• What you should do:
Identify every line in the data below that contains the string "laptop" and copy each of those lines in full. Treat the match as case-sensitive.

• Listed entries:

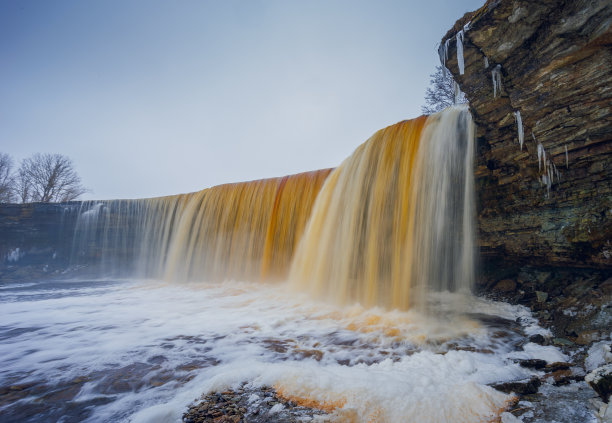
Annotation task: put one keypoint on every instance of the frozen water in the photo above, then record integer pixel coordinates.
(132, 350)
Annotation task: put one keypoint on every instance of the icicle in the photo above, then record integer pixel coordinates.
(443, 53)
(541, 154)
(460, 62)
(496, 76)
(519, 123)
(546, 181)
(458, 93)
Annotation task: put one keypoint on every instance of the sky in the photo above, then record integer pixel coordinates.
(152, 98)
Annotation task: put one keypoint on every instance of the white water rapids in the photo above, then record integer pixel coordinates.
(142, 351)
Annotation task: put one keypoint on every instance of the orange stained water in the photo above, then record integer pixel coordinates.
(242, 231)
(355, 245)
(394, 221)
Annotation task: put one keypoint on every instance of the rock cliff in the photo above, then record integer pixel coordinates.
(549, 201)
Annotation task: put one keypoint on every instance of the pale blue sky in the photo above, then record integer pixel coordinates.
(161, 97)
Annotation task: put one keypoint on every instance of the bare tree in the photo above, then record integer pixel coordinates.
(21, 186)
(48, 178)
(442, 92)
(6, 178)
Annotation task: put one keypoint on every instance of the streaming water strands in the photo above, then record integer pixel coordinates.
(245, 231)
(395, 220)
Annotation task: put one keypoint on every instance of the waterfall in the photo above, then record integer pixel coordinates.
(395, 220)
(392, 223)
(244, 231)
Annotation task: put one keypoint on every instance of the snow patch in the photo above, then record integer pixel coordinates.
(14, 255)
(598, 355)
(460, 61)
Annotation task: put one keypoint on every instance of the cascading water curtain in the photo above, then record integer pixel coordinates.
(395, 220)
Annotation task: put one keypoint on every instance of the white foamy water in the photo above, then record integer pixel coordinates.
(144, 350)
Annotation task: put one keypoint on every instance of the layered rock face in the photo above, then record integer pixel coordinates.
(549, 202)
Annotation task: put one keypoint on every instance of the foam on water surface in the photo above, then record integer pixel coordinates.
(144, 350)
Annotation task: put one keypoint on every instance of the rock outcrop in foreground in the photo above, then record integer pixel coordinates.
(551, 200)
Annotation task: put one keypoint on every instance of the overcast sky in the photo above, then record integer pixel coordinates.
(153, 98)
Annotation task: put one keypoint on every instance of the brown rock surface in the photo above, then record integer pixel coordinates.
(555, 59)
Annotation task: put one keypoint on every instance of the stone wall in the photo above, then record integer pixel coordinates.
(36, 236)
(555, 63)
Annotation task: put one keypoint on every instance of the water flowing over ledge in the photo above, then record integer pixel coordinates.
(391, 223)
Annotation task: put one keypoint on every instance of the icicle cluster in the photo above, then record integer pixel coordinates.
(443, 50)
(519, 123)
(550, 169)
(443, 53)
(459, 95)
(496, 76)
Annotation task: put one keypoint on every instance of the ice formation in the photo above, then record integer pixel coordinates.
(443, 53)
(460, 61)
(14, 255)
(519, 123)
(496, 76)
(541, 156)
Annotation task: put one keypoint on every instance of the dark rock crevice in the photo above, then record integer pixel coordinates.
(556, 69)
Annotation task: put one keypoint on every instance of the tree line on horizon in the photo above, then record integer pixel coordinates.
(45, 178)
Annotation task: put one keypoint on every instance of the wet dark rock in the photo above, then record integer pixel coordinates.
(248, 404)
(537, 339)
(533, 363)
(556, 70)
(506, 285)
(558, 365)
(522, 387)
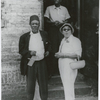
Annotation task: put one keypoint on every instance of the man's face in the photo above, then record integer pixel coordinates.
(35, 26)
(57, 1)
(66, 31)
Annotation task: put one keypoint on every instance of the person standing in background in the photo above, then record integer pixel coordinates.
(55, 15)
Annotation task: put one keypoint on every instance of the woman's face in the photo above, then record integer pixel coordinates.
(66, 31)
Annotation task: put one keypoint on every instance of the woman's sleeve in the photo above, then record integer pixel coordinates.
(47, 13)
(77, 47)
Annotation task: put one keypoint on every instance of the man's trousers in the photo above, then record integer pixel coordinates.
(37, 71)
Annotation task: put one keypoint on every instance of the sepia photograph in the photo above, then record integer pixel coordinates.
(49, 49)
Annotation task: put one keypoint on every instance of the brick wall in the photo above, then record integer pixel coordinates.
(15, 22)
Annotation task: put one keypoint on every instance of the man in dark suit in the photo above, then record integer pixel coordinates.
(34, 44)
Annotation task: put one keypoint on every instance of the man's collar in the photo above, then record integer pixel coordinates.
(31, 33)
(57, 7)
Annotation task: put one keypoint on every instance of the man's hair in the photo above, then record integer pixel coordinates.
(34, 17)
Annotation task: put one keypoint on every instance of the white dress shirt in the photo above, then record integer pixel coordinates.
(36, 44)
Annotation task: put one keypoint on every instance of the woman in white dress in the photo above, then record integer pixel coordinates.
(69, 50)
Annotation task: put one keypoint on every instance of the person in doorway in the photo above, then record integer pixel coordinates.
(34, 44)
(69, 50)
(55, 15)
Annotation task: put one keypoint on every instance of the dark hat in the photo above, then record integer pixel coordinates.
(67, 24)
(34, 17)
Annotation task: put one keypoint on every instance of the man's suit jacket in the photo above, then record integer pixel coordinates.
(24, 49)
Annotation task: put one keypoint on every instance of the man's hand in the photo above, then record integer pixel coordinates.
(57, 23)
(46, 54)
(33, 53)
(59, 55)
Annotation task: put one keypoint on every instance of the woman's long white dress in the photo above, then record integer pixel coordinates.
(68, 76)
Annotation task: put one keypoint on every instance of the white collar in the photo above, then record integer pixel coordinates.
(31, 33)
(57, 7)
(69, 39)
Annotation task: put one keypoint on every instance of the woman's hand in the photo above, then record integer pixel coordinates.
(59, 55)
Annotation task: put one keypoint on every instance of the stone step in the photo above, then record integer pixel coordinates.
(57, 80)
(55, 87)
(77, 98)
(81, 89)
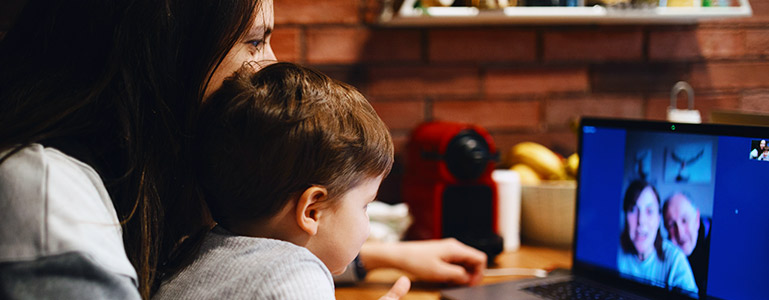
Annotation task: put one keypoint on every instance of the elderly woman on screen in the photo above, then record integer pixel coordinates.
(644, 254)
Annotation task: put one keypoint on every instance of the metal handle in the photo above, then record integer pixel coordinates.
(682, 86)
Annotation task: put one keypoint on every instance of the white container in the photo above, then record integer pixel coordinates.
(508, 207)
(547, 211)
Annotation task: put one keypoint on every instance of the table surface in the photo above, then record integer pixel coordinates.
(378, 282)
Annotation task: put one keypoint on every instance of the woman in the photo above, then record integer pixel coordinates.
(644, 254)
(97, 99)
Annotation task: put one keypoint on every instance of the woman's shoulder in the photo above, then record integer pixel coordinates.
(53, 204)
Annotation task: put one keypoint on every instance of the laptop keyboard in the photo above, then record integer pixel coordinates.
(572, 290)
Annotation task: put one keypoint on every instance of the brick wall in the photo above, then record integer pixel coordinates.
(525, 82)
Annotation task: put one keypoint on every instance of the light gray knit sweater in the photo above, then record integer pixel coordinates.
(238, 267)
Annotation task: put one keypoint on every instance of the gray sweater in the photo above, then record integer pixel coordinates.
(238, 267)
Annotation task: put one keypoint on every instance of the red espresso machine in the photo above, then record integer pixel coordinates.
(448, 186)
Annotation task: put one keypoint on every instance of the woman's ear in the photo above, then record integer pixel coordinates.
(307, 209)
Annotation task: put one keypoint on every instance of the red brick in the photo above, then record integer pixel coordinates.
(286, 43)
(535, 81)
(757, 42)
(562, 112)
(372, 10)
(657, 105)
(489, 114)
(726, 75)
(638, 78)
(594, 45)
(355, 44)
(482, 45)
(421, 81)
(755, 101)
(317, 12)
(694, 44)
(400, 114)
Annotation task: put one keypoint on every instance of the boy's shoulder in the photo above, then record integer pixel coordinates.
(232, 266)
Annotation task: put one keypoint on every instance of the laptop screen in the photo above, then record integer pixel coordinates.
(681, 207)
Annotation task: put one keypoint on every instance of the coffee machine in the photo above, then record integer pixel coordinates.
(448, 186)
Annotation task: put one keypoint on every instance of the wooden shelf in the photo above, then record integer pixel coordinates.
(407, 15)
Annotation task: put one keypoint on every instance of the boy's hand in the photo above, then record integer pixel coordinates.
(399, 289)
(445, 260)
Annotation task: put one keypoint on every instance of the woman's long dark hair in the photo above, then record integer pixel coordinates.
(631, 197)
(118, 84)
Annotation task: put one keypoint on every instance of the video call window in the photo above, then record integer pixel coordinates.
(759, 150)
(667, 208)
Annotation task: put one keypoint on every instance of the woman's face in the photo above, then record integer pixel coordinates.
(643, 221)
(253, 46)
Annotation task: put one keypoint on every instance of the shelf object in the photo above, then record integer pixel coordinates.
(407, 15)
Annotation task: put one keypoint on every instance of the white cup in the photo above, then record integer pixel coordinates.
(508, 207)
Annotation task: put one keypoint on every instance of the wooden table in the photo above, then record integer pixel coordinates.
(378, 282)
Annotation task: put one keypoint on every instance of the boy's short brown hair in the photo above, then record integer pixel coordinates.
(265, 136)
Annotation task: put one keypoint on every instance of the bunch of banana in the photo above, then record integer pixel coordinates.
(535, 162)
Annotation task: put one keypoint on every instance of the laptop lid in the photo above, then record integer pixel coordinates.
(673, 207)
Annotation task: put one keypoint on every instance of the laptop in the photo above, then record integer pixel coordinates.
(717, 169)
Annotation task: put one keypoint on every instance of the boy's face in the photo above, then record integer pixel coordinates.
(344, 226)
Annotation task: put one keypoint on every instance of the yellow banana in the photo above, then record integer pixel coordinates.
(527, 174)
(572, 163)
(541, 159)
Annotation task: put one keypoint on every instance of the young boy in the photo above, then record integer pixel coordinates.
(288, 160)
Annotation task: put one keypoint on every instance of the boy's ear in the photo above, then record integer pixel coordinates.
(307, 210)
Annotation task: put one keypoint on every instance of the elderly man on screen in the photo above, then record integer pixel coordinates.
(690, 232)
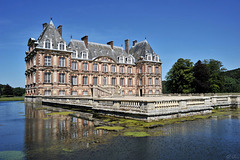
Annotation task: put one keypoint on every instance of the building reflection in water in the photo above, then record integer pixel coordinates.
(43, 130)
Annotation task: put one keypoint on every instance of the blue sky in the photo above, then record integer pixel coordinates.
(189, 29)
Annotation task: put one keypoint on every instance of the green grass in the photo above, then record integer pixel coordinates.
(11, 98)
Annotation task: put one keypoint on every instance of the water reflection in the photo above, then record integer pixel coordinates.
(57, 133)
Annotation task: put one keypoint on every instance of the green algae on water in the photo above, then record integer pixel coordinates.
(12, 155)
(60, 113)
(110, 128)
(136, 134)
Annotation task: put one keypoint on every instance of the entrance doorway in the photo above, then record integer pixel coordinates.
(140, 92)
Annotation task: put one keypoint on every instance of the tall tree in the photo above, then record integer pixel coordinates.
(8, 90)
(180, 77)
(201, 78)
(216, 79)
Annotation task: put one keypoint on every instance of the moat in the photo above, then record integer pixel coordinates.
(29, 131)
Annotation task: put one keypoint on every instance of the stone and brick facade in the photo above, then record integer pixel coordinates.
(84, 68)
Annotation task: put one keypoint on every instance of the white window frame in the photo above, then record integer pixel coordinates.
(47, 60)
(47, 77)
(61, 78)
(95, 80)
(85, 66)
(104, 80)
(61, 62)
(85, 80)
(74, 65)
(74, 80)
(61, 92)
(121, 69)
(95, 67)
(47, 92)
(113, 68)
(129, 69)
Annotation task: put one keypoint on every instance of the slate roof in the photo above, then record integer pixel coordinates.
(97, 50)
(50, 32)
(141, 49)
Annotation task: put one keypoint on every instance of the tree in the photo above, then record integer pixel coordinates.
(216, 79)
(8, 90)
(180, 77)
(201, 78)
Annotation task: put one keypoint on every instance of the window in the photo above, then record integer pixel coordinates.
(122, 81)
(34, 77)
(130, 82)
(150, 91)
(149, 81)
(85, 80)
(104, 68)
(74, 65)
(34, 60)
(47, 43)
(149, 69)
(122, 69)
(61, 77)
(61, 62)
(95, 67)
(80, 55)
(129, 60)
(129, 69)
(47, 77)
(74, 80)
(94, 80)
(74, 54)
(113, 81)
(47, 92)
(157, 81)
(156, 70)
(85, 67)
(84, 55)
(130, 92)
(61, 46)
(47, 60)
(140, 81)
(62, 93)
(74, 93)
(113, 68)
(104, 80)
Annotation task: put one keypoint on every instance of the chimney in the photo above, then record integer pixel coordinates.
(60, 29)
(44, 25)
(134, 42)
(85, 39)
(127, 46)
(111, 44)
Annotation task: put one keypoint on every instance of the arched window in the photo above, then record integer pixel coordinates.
(74, 54)
(47, 43)
(61, 46)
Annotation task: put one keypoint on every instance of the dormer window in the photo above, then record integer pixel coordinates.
(84, 54)
(74, 54)
(47, 43)
(149, 57)
(61, 46)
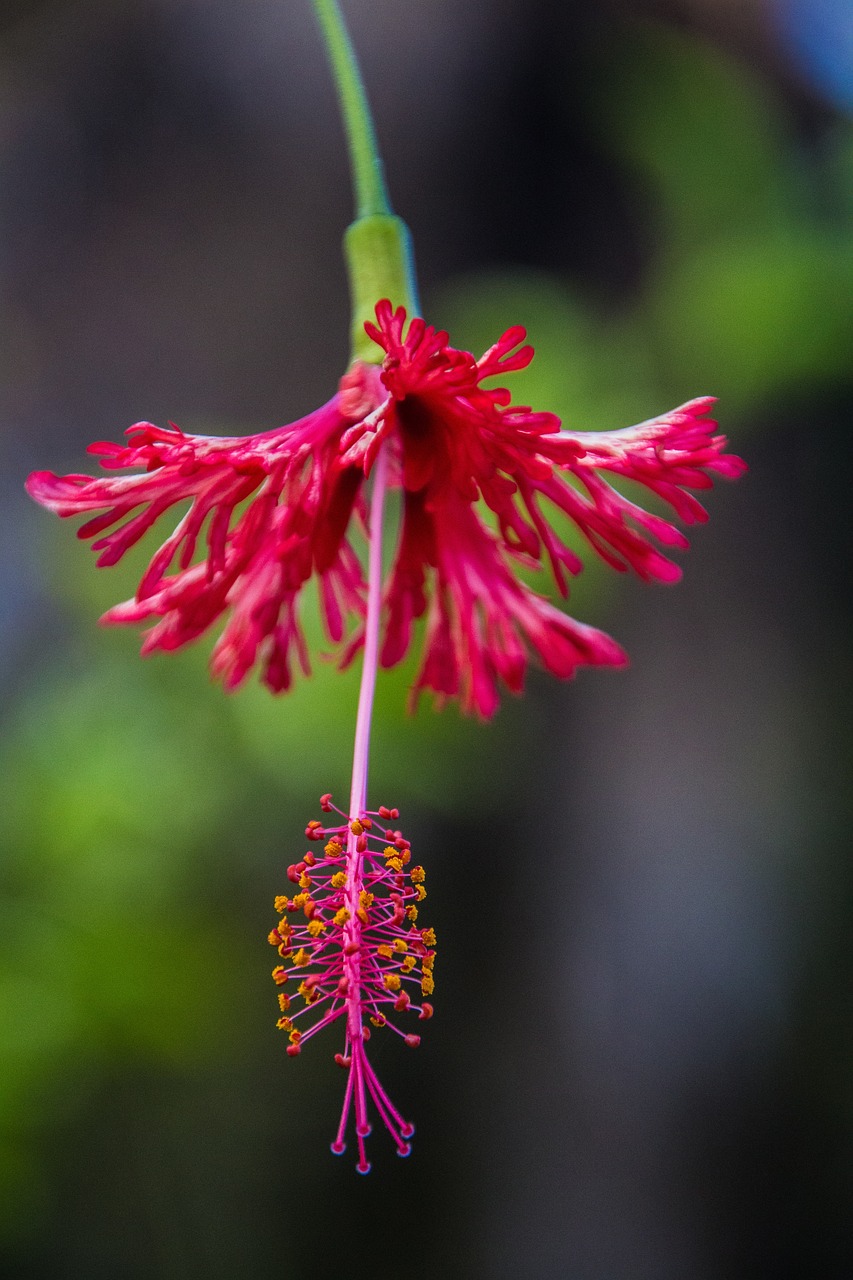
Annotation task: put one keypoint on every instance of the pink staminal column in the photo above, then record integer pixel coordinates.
(359, 952)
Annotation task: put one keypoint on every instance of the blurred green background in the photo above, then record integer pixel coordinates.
(642, 1060)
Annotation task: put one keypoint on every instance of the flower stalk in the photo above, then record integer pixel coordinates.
(377, 246)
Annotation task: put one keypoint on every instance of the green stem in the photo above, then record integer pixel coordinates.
(368, 178)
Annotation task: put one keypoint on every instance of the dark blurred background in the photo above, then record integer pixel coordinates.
(642, 1060)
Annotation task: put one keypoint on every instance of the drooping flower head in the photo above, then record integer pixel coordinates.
(269, 512)
(351, 947)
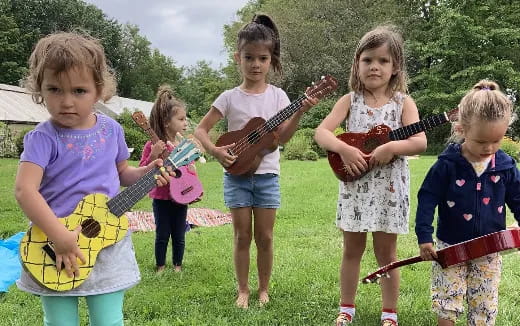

• Answer to this task:
Annotation task: put one keypoint on every instance of the laptop keyboard in the photo above, then record integer pixel coordinates.
Annotation task: put one keypoint on every instance of the laptop screen in the photo above, then record integer pixel coordinates.
Annotation task: put one keypoint on every instance of the laptop lid in the photo above, then record integer pixel coordinates.
Annotation task: put one keypoint on every instance of the laptop in the photo above, then record integer pixel coordinates.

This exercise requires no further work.